(EXERCISE DIRECTIONS)
Beneath this task are records; state how many of their lines hold the word "veined", and nothing else.
(Beginning of DATA TO USE)
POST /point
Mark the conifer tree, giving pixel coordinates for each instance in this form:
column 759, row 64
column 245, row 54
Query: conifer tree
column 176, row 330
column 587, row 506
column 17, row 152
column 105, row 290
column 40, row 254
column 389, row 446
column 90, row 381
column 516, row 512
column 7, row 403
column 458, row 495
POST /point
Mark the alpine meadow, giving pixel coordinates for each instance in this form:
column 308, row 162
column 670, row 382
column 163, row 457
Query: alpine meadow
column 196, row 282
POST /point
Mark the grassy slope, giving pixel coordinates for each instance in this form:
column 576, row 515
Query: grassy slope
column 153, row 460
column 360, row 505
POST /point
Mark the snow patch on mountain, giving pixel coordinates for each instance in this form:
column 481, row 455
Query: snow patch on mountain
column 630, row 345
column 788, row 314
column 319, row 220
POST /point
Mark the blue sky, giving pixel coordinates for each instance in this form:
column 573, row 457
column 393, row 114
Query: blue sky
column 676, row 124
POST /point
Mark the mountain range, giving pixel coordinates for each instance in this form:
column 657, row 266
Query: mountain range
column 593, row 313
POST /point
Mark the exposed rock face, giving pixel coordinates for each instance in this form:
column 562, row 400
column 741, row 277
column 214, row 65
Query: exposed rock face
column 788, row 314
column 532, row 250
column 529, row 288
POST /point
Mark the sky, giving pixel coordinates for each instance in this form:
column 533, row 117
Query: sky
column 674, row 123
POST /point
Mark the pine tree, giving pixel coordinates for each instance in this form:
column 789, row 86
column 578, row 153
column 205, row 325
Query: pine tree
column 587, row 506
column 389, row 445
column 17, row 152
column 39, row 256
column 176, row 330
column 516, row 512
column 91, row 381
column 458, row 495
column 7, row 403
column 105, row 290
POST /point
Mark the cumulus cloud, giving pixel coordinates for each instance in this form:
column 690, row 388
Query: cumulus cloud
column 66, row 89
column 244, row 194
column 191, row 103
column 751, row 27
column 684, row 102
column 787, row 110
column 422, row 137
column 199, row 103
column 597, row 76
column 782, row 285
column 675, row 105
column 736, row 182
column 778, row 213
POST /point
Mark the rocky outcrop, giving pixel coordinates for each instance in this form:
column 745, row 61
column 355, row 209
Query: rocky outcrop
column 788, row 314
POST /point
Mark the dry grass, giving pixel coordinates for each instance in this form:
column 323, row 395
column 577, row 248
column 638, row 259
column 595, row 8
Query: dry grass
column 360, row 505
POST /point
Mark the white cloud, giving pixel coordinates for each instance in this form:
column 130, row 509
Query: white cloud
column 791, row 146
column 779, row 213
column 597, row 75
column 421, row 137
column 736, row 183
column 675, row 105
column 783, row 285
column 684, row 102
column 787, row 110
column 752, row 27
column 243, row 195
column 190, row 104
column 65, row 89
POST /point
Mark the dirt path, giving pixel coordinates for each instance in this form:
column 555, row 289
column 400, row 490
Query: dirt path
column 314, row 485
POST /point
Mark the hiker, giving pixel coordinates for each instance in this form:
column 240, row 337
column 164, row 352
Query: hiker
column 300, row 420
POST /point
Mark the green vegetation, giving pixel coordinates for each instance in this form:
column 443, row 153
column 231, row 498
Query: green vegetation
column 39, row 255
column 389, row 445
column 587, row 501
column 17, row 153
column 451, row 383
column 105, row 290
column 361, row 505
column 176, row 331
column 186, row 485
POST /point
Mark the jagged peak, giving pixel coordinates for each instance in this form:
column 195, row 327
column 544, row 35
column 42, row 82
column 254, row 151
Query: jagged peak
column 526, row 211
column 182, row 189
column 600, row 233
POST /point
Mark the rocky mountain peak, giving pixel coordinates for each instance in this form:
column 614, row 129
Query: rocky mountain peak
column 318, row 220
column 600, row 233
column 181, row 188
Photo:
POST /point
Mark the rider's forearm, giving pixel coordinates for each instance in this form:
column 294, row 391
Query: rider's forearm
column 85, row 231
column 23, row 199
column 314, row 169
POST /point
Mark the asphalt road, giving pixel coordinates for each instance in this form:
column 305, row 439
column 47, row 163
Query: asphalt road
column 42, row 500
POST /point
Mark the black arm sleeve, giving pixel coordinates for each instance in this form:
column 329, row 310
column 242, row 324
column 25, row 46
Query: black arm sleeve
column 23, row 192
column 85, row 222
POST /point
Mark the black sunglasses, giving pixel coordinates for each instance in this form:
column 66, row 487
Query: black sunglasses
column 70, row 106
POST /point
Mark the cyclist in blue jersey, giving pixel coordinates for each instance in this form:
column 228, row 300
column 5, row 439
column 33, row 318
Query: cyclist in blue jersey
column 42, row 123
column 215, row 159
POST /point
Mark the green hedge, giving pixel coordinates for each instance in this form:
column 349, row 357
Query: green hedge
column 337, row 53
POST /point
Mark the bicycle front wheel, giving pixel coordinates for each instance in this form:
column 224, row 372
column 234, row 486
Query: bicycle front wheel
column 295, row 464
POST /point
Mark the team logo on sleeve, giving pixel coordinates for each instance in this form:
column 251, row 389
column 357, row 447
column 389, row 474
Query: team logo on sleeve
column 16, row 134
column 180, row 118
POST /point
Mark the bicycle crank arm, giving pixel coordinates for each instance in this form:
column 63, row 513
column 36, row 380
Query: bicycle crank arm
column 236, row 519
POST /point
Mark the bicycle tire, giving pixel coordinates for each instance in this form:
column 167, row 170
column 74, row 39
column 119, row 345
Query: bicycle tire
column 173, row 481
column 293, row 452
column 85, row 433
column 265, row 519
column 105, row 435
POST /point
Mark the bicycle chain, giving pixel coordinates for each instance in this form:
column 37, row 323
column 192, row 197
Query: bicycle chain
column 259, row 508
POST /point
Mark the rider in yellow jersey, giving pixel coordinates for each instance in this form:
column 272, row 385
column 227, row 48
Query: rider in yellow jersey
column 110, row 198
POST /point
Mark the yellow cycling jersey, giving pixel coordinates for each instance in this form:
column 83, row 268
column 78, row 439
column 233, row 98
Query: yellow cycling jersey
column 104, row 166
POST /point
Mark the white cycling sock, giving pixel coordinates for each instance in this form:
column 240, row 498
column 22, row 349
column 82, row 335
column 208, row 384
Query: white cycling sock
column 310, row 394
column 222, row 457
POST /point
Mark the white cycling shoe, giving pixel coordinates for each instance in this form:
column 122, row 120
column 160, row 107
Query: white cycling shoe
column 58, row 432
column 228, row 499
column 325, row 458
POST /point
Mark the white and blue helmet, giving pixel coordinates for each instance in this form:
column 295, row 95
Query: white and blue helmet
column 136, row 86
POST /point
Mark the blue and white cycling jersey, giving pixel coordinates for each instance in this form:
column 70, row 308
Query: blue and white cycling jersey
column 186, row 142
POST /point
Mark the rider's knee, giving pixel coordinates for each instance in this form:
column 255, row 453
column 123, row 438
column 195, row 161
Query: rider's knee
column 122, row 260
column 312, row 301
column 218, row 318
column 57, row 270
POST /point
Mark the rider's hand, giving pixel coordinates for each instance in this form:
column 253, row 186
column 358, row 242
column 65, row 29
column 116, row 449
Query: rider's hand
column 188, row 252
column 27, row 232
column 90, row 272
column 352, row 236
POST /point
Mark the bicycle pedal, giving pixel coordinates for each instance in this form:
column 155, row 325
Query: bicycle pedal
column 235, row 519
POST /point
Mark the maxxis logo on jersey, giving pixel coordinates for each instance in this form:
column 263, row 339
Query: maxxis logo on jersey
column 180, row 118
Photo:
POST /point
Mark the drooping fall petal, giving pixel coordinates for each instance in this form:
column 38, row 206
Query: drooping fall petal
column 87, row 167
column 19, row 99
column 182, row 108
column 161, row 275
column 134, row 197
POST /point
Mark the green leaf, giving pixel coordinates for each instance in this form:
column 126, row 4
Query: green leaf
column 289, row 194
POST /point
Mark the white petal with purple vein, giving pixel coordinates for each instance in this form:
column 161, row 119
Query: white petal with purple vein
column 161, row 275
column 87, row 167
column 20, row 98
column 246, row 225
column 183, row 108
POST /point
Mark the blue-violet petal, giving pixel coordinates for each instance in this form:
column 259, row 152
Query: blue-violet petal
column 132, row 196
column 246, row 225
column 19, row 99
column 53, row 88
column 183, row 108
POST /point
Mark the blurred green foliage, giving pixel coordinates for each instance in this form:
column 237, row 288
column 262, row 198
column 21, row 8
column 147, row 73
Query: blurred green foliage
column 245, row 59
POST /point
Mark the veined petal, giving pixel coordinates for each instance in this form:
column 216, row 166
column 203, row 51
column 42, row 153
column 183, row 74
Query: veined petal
(End of DATA TO USE)
(EXPECTED ANSWER)
2